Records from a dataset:
★ ★ ★ ★ ★ ★ ★
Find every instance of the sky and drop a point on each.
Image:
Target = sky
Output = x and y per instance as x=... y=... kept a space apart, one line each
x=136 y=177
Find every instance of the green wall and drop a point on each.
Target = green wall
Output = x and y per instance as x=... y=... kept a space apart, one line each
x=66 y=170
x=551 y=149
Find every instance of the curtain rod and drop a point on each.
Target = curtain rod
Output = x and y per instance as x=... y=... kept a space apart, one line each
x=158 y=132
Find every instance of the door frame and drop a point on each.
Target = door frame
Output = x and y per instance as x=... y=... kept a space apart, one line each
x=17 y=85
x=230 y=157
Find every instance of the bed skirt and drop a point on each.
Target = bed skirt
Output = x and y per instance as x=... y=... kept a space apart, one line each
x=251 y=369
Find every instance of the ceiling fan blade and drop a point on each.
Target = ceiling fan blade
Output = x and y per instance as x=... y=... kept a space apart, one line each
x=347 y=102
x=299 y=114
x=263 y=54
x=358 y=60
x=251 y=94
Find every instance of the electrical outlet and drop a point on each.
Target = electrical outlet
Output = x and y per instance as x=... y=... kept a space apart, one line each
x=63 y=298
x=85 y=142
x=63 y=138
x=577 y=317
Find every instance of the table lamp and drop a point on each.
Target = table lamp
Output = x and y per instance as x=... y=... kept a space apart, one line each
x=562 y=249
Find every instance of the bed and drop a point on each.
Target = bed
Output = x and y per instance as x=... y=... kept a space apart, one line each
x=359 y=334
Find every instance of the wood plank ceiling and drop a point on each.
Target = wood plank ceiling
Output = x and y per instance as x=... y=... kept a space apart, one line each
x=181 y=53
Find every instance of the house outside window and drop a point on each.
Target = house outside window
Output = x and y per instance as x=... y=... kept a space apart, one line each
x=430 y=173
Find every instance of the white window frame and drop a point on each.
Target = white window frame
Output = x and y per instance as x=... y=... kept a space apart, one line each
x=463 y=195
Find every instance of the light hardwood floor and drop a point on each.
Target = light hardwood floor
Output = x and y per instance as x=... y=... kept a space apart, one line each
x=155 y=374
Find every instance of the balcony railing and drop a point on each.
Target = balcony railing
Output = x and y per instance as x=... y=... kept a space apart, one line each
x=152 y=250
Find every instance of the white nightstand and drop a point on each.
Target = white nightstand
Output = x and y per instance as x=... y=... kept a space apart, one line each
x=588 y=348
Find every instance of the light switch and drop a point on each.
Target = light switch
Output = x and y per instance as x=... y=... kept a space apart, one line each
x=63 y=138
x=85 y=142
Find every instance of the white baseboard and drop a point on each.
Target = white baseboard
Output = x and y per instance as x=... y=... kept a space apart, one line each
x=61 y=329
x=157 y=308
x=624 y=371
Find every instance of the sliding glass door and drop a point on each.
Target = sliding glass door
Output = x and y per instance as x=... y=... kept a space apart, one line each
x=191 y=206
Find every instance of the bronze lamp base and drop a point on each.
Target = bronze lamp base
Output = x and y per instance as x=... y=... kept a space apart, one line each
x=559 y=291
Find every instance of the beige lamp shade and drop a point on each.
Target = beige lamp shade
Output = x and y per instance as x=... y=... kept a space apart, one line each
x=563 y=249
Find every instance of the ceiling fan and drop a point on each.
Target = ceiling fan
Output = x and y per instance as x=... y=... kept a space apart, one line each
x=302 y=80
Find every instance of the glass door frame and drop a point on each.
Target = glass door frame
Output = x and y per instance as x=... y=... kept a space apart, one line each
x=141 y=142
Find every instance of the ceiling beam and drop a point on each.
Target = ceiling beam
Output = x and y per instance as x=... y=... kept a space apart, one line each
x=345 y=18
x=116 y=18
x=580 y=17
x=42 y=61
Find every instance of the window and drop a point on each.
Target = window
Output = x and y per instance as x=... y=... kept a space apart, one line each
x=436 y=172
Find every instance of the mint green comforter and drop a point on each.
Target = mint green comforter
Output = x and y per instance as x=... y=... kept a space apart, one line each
★ ★ ★ ★ ★ ★ ★
• **Problem requirements**: For the records above, state the number of lines that contain "beam", and provide nothing further.

• **Solution for this exercise**: 2